_PASSAGE TO READ_:
You are given two strings a and b of the same length. Choose an index and split both strings at the same index, splitting a into two strings: aprefix and asuffix where a = aprefix + asuffix, and splitting b into two strings: bprefix and bsuffix where b = bprefix + bsuffix. Check if aprefix + bsuffix or bprefix + asuffix forms a palindrome.
When you split a string s into sprefix and ssuffix, either ssuffix or sprefix is allowed to be empty. For example, if s = "abc", then "" + "abc", "a" + "bc", "ab" + "c" , and "abc" + "" are valid splits.
Return true if it is possible to form a palindrome string, otherwise return false.
Notice that x + y denotes the concatenation of strings x and y.
Example 1:
Input: a = "x", b = "y"
Output: true
Explaination: If either a or b are palindromes the answer is true since you can split in the following way:
aprefix = "", asuffix = "x"
bprefix = "", bsuffix = "y"
Then, aprefix + bsuffix = "" + "y" = "y", which is a palindrome.

_LISTED RECORDS_:
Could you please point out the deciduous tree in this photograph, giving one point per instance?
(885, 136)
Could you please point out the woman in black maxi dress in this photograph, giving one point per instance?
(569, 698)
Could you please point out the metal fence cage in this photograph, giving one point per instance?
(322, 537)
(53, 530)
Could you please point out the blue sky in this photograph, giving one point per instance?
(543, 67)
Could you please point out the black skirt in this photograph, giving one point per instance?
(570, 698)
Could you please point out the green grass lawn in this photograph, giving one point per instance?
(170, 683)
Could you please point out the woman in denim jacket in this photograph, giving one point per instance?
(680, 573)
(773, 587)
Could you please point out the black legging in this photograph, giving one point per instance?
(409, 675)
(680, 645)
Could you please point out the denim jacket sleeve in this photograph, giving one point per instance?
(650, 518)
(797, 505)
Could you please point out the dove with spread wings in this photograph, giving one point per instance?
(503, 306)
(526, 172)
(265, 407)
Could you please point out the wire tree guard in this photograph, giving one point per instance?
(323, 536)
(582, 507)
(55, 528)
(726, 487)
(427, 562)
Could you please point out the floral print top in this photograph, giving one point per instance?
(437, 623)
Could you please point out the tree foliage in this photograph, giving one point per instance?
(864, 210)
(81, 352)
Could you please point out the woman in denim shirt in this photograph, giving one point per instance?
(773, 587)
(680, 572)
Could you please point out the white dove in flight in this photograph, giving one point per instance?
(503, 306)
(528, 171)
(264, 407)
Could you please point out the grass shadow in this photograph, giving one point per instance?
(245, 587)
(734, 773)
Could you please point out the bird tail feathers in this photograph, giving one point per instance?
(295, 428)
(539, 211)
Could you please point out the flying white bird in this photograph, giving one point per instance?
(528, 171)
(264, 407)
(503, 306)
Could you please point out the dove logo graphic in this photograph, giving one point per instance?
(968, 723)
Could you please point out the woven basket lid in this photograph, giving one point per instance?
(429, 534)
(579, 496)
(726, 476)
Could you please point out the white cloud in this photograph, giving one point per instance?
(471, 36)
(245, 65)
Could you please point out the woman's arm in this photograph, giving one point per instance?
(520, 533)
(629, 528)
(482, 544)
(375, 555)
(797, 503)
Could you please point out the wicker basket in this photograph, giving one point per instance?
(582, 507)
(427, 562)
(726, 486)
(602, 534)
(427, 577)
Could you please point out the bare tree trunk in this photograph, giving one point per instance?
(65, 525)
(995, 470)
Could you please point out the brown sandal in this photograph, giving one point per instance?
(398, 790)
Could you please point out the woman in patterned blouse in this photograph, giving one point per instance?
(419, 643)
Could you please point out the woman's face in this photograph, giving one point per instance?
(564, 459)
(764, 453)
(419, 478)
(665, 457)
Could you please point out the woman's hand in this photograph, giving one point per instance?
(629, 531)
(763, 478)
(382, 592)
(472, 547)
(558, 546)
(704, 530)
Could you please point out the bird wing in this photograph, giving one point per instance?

_SET OF TASKS_:
A. Answer these from the palindrome problem above, one per line:
(i) Which parts of a split string may be empty?
(ii) What does x + y denote?
(iii) In Example 1, what string does aprefix + bsuffix form?
B. In one to three sentences, explain why the palindrome problem gives true as the output for Example 1.

_RESPONSES PER TASK_:
A.
(i) Either the prefix or the suffix may be empty.
(ii) The concatenation of strings x and y.
(iii) "y"

B. If either a or b is a palindrome, the answer is true, because you can split both strings with empty prefixes. Here aprefix and bprefix are empty, so aprefix + bsuffix is "" + "y" = "y", which is a palindrome.